# Saved data entries:
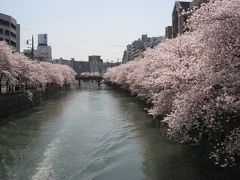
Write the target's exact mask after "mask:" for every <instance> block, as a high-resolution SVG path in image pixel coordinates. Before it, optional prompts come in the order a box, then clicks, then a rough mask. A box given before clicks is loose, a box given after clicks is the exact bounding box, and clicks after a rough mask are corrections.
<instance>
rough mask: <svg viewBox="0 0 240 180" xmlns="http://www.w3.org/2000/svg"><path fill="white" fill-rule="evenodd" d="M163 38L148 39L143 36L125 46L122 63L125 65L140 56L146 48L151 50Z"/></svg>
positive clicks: (146, 34)
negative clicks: (131, 42)
mask: <svg viewBox="0 0 240 180" xmlns="http://www.w3.org/2000/svg"><path fill="white" fill-rule="evenodd" d="M162 39H163V37H161V36H159V37H148V36H147V34H143V35H142V38H141V39H140V38H139V39H138V40H135V41H133V42H132V44H129V45H127V49H126V50H125V51H124V53H123V58H122V63H127V62H128V61H131V60H133V59H134V58H136V57H139V56H141V55H142V53H143V52H144V51H145V50H146V49H147V48H153V47H154V46H156V45H157V44H159V43H160V42H161V41H162Z"/></svg>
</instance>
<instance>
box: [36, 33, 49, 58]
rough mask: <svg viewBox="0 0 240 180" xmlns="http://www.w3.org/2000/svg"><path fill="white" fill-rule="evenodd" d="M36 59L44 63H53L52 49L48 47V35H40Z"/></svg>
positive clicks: (37, 47) (38, 42)
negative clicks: (47, 62) (46, 62)
mask: <svg viewBox="0 0 240 180" xmlns="http://www.w3.org/2000/svg"><path fill="white" fill-rule="evenodd" d="M34 57H35V58H37V59H39V60H42V61H48V62H50V61H52V47H51V46H48V39H47V34H39V35H38V46H37V50H36V54H35V55H34Z"/></svg>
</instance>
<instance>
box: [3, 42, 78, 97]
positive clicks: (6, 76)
mask: <svg viewBox="0 0 240 180" xmlns="http://www.w3.org/2000/svg"><path fill="white" fill-rule="evenodd" d="M75 74H76V73H75V72H74V71H73V69H71V68H70V67H69V66H66V65H56V64H51V63H47V62H39V61H37V60H30V59H28V58H27V57H26V56H24V55H23V54H19V53H17V52H15V51H14V50H13V49H12V48H11V47H10V46H8V45H7V44H6V43H5V42H0V84H1V85H2V80H3V79H4V80H5V81H6V85H7V86H8V87H9V88H10V87H12V86H15V87H16V89H20V90H21V91H23V92H26V93H27V94H28V95H30V96H32V95H33V93H34V92H35V91H39V90H44V89H45V88H46V87H47V85H50V84H55V85H59V86H61V87H62V86H64V85H65V84H71V83H72V82H73V81H74V79H75ZM12 90H13V88H12Z"/></svg>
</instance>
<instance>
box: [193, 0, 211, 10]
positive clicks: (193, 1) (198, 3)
mask: <svg viewBox="0 0 240 180" xmlns="http://www.w3.org/2000/svg"><path fill="white" fill-rule="evenodd" d="M207 2H209V0H193V1H192V2H191V3H190V8H191V9H192V8H193V7H194V6H196V7H199V6H200V5H201V4H202V3H207Z"/></svg>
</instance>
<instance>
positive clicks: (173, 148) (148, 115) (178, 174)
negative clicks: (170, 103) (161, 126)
mask: <svg viewBox="0 0 240 180" xmlns="http://www.w3.org/2000/svg"><path fill="white" fill-rule="evenodd" d="M108 88H109V87H108ZM109 91H112V93H113V96H115V97H116V98H118V99H119V103H120V106H121V107H122V110H123V111H125V112H126V113H129V115H130V116H132V117H133V118H132V119H131V120H132V122H133V124H134V126H135V129H134V131H135V132H136V134H137V137H138V139H139V141H140V144H141V147H142V151H143V154H144V161H143V169H144V172H145V174H146V177H147V179H151V180H159V179H161V180H235V179H238V178H239V177H240V169H239V168H229V169H227V168H218V167H216V166H214V165H213V164H212V163H211V162H210V161H209V160H208V158H207V156H206V154H204V153H205V151H204V150H202V149H201V148H199V147H196V146H189V145H182V144H177V143H175V142H172V141H170V140H169V139H168V138H167V137H166V136H165V135H163V134H162V133H161V130H160V129H159V127H156V125H155V123H154V122H153V120H152V118H151V117H150V116H149V115H147V113H146V112H144V111H143V109H144V108H145V104H144V103H143V102H142V101H141V100H138V99H136V98H135V97H131V96H130V95H129V93H128V92H126V91H122V90H117V89H109Z"/></svg>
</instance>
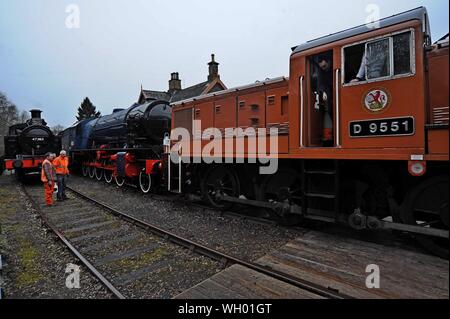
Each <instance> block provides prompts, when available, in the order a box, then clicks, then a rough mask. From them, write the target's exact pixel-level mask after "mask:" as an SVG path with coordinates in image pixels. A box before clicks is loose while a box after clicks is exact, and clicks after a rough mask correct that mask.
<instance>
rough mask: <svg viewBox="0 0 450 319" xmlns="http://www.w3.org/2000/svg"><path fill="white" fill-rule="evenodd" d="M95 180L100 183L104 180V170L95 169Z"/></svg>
mask: <svg viewBox="0 0 450 319" xmlns="http://www.w3.org/2000/svg"><path fill="white" fill-rule="evenodd" d="M95 178H96V179H97V180H98V181H101V180H102V178H103V170H102V169H100V168H96V169H95Z"/></svg>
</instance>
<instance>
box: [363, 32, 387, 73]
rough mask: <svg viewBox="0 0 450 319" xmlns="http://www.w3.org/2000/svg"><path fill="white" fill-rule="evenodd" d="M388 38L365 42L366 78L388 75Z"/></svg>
mask: <svg viewBox="0 0 450 319" xmlns="http://www.w3.org/2000/svg"><path fill="white" fill-rule="evenodd" d="M389 42H390V41H389V39H382V40H378V41H374V42H370V43H367V46H366V61H363V62H362V64H363V63H364V62H365V63H366V70H365V71H366V79H367V80H373V79H378V78H382V77H385V76H389V73H390V65H389V64H390V61H389V51H390V50H389V46H390V44H389Z"/></svg>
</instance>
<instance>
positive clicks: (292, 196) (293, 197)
mask: <svg viewBox="0 0 450 319" xmlns="http://www.w3.org/2000/svg"><path fill="white" fill-rule="evenodd" d="M258 199H259V200H260V201H264V202H270V203H274V204H275V203H276V204H283V203H284V204H289V205H297V206H299V207H300V206H301V201H302V184H301V179H300V175H299V174H298V173H297V172H296V171H295V170H293V169H280V170H279V171H278V172H277V173H275V174H274V175H268V176H267V177H266V178H265V179H264V181H263V182H262V185H261V189H260V192H259V198H258ZM267 213H268V214H269V215H270V216H271V217H272V218H273V219H275V220H276V221H277V222H278V223H279V224H281V225H284V226H293V225H297V224H298V223H300V221H301V219H302V218H301V216H300V215H298V214H292V213H290V212H285V211H282V210H276V211H273V210H268V211H267Z"/></svg>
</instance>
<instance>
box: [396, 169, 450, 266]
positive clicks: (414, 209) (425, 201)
mask: <svg viewBox="0 0 450 319" xmlns="http://www.w3.org/2000/svg"><path fill="white" fill-rule="evenodd" d="M448 190H449V189H448V177H434V178H431V179H429V180H426V181H425V182H422V183H421V184H419V185H418V186H417V187H415V188H414V189H413V190H412V191H410V192H409V194H408V195H407V196H406V198H405V200H404V202H403V205H402V209H401V217H402V220H403V222H404V223H406V224H409V225H417V226H422V227H431V228H437V229H444V230H448V229H449V226H448V217H449V216H448V214H449V212H448ZM416 239H417V241H418V242H419V243H420V244H421V245H422V246H423V247H424V248H425V249H427V250H428V251H430V252H431V253H433V254H436V255H438V256H440V257H442V258H447V259H448V258H449V248H448V244H449V240H448V239H445V238H437V237H436V238H433V237H429V236H423V235H417V236H416Z"/></svg>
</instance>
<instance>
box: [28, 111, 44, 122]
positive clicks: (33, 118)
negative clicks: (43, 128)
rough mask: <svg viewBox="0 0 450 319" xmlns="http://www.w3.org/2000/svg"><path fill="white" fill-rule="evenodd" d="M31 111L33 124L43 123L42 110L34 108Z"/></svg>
mask: <svg viewBox="0 0 450 319" xmlns="http://www.w3.org/2000/svg"><path fill="white" fill-rule="evenodd" d="M30 113H31V124H32V125H43V123H44V121H43V120H42V118H41V113H42V111H41V110H37V109H33V110H30Z"/></svg>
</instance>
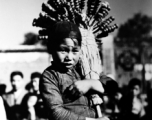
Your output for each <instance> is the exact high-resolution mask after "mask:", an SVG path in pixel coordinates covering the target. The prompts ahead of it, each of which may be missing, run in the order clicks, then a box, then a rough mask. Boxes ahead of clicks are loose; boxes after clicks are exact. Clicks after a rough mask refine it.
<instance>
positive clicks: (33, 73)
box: [31, 72, 41, 79]
mask: <svg viewBox="0 0 152 120" xmlns="http://www.w3.org/2000/svg"><path fill="white" fill-rule="evenodd" d="M40 76H41V73H39V72H33V73H32V74H31V79H33V78H36V77H38V78H40Z"/></svg>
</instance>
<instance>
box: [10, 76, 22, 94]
mask: <svg viewBox="0 0 152 120" xmlns="http://www.w3.org/2000/svg"><path fill="white" fill-rule="evenodd" d="M23 81H24V80H23V78H22V77H21V76H20V75H15V76H13V78H12V81H11V83H12V87H13V90H15V91H17V90H19V89H20V88H22V85H23Z"/></svg>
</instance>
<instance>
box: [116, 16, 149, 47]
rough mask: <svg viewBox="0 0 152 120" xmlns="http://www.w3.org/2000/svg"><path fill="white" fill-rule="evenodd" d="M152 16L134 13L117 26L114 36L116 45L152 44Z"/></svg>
mask: <svg viewBox="0 0 152 120" xmlns="http://www.w3.org/2000/svg"><path fill="white" fill-rule="evenodd" d="M151 31H152V18H151V17H149V16H147V15H143V14H141V13H136V14H135V15H134V16H133V17H132V18H131V19H129V20H128V21H127V22H126V23H124V24H122V25H121V26H120V27H119V30H118V33H117V35H116V37H115V40H114V42H115V44H116V45H117V46H128V47H134V46H136V47H141V45H143V44H144V43H148V44H152V36H151Z"/></svg>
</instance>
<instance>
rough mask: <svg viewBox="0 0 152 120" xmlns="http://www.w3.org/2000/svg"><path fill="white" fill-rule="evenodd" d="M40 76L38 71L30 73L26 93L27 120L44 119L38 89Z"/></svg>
mask: <svg viewBox="0 0 152 120" xmlns="http://www.w3.org/2000/svg"><path fill="white" fill-rule="evenodd" d="M40 76H41V73H39V72H33V73H32V74H31V81H30V86H31V87H30V88H29V93H28V95H27V108H28V113H29V116H28V120H42V119H43V120H44V119H46V117H47V115H46V112H45V109H44V105H43V101H42V98H41V96H40V91H39V81H40Z"/></svg>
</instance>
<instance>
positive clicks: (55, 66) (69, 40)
mask: <svg viewBox="0 0 152 120" xmlns="http://www.w3.org/2000/svg"><path fill="white" fill-rule="evenodd" d="M81 42H82V36H81V33H80V30H79V28H78V27H77V25H75V24H73V23H71V22H66V21H62V22H57V23H56V24H55V25H54V26H52V30H50V33H49V41H48V44H47V46H48V50H49V53H50V54H51V55H52V58H53V61H52V63H51V66H49V67H48V68H46V69H45V70H44V72H43V73H42V76H41V79H40V94H41V95H42V98H43V100H44V103H45V106H46V108H47V112H48V115H49V116H48V118H49V120H109V118H108V117H106V116H102V117H99V118H97V113H96V112H95V109H94V108H93V107H92V106H91V104H90V99H89V96H90V92H91V93H96V94H97V93H98V94H100V95H101V94H102V93H104V92H106V90H107V89H110V88H108V87H107V86H106V81H108V80H109V81H110V80H112V79H111V78H109V77H107V76H105V75H102V76H101V78H100V79H99V80H92V79H84V76H83V77H82V76H81V75H80V71H78V70H77V69H76V67H77V63H78V61H79V57H80V51H81ZM104 81H105V83H104ZM106 88H107V89H106Z"/></svg>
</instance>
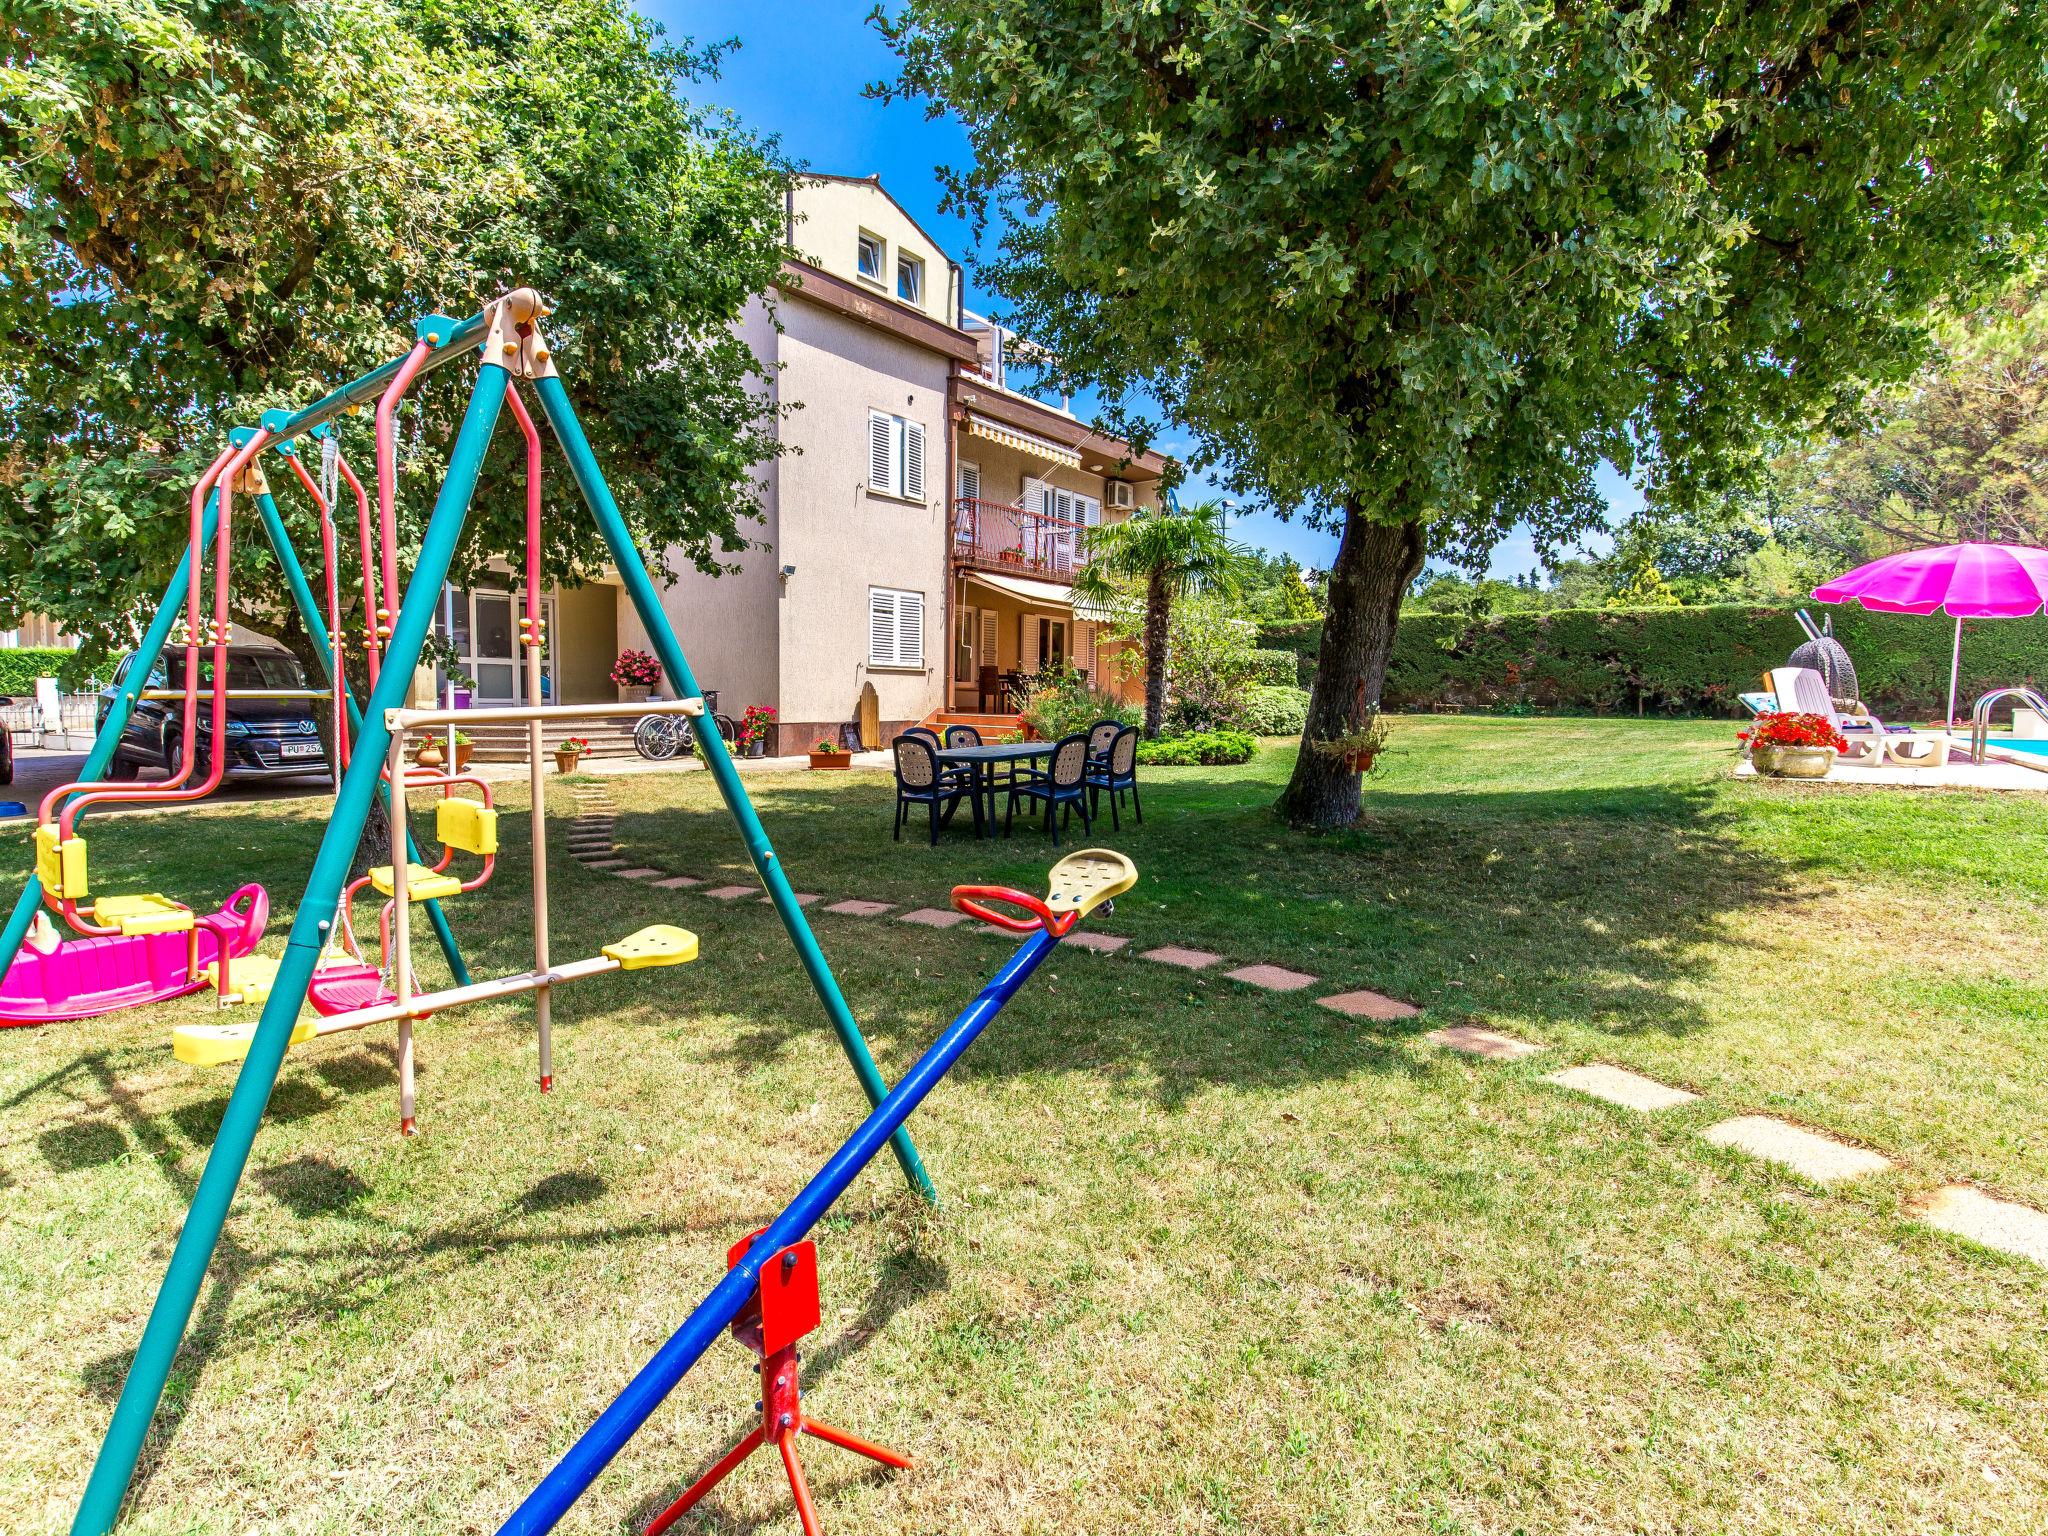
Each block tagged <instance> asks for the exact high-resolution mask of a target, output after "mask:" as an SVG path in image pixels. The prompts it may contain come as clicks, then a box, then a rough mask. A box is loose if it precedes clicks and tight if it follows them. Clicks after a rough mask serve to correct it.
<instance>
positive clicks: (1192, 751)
mask: <svg viewBox="0 0 2048 1536" xmlns="http://www.w3.org/2000/svg"><path fill="white" fill-rule="evenodd" d="M1257 750H1260V743H1257V741H1255V739H1253V737H1251V735H1247V733H1245V731H1192V733H1188V735H1161V737H1159V739H1157V741H1139V762H1143V764H1151V766H1153V768H1194V766H1202V768H1227V766H1231V764H1239V762H1251V754H1253V752H1257Z"/></svg>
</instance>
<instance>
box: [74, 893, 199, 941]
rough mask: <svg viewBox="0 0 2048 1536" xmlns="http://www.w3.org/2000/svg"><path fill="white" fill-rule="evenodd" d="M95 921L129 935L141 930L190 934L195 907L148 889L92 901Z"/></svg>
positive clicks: (144, 931) (98, 923)
mask: <svg viewBox="0 0 2048 1536" xmlns="http://www.w3.org/2000/svg"><path fill="white" fill-rule="evenodd" d="M92 922H96V924H104V926H106V928H119V930H121V932H123V934H125V936H127V938H135V936H137V934H188V932H193V922H195V918H193V909H190V907H186V905H184V903H182V901H172V899H170V897H168V895H158V893H156V891H147V893H143V895H131V897H100V899H98V901H94V903H92Z"/></svg>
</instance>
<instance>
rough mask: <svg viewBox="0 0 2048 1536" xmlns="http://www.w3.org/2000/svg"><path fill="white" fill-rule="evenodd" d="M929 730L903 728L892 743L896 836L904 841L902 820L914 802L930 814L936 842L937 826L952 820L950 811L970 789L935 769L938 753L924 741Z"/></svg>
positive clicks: (958, 806) (941, 772)
mask: <svg viewBox="0 0 2048 1536" xmlns="http://www.w3.org/2000/svg"><path fill="white" fill-rule="evenodd" d="M926 735H930V733H928V731H922V733H918V735H911V733H909V731H905V733H903V735H899V737H897V739H895V741H893V743H891V745H893V748H895V776H897V817H895V834H893V836H895V840H897V842H903V821H905V817H909V809H911V807H913V805H924V807H926V809H928V811H930V817H932V846H934V848H936V846H938V829H940V827H944V825H950V823H952V813H954V811H958V809H961V801H965V799H967V797H969V795H971V793H973V791H971V788H969V786H967V784H963V782H958V780H954V778H950V776H948V774H942V772H940V770H938V754H936V752H932V743H930V741H926Z"/></svg>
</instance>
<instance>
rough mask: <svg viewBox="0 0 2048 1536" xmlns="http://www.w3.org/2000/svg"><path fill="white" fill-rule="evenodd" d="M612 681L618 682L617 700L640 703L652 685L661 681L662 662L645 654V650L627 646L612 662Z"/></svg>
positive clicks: (615, 682)
mask: <svg viewBox="0 0 2048 1536" xmlns="http://www.w3.org/2000/svg"><path fill="white" fill-rule="evenodd" d="M612 682H614V684H618V702H623V705H641V702H645V700H647V694H651V692H653V686H655V684H657V682H662V664H659V662H655V659H653V657H651V655H647V651H635V649H631V647H627V649H625V651H621V653H618V659H616V662H612Z"/></svg>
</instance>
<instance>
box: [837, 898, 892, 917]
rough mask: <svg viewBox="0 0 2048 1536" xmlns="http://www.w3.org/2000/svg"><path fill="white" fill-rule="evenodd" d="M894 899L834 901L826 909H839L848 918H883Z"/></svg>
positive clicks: (890, 905) (837, 910) (839, 912)
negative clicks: (856, 900) (857, 900)
mask: <svg viewBox="0 0 2048 1536" xmlns="http://www.w3.org/2000/svg"><path fill="white" fill-rule="evenodd" d="M893 905H895V903H893V901H834V903H831V905H829V907H825V911H838V913H842V915H846V918H881V915H883V913H885V911H889V907H893Z"/></svg>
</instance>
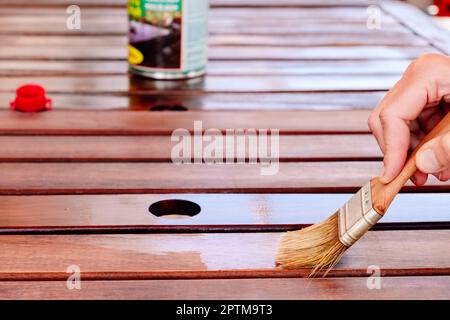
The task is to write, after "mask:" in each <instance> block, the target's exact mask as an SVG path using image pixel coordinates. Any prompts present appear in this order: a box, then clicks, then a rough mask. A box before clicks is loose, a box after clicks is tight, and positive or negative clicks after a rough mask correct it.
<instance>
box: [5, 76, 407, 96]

# YOUR OBJECTIVE:
Above are some records; copy exactly the lines from the one with "positive clicks: (144, 931) (98, 923)" through the one with "730L903 728L892 743L896", both included, and no others.

# FINISHED EXERCISE:
positive clicks: (144, 931) (98, 923)
mask: <svg viewBox="0 0 2048 1536" xmlns="http://www.w3.org/2000/svg"><path fill="white" fill-rule="evenodd" d="M92 922H96V924H104V926H106V928H119V930H121V932H123V934H125V936H127V938H135V936H137V934H188V932H193V922H195V918H193V909H190V907H186V905H184V903H182V901H172V899H170V897H168V895H158V893H156V891H147V893H143V895H131V897H100V899H98V901H94V903H92Z"/></svg>
</instance>
<instance>
rough mask: <svg viewBox="0 0 2048 1536" xmlns="http://www.w3.org/2000/svg"><path fill="white" fill-rule="evenodd" d="M929 730L903 728L892 743L896 836L904 841L902 820L914 802L930 814L936 842L937 826L952 820L950 811L970 789L935 769L938 753L924 741Z"/></svg>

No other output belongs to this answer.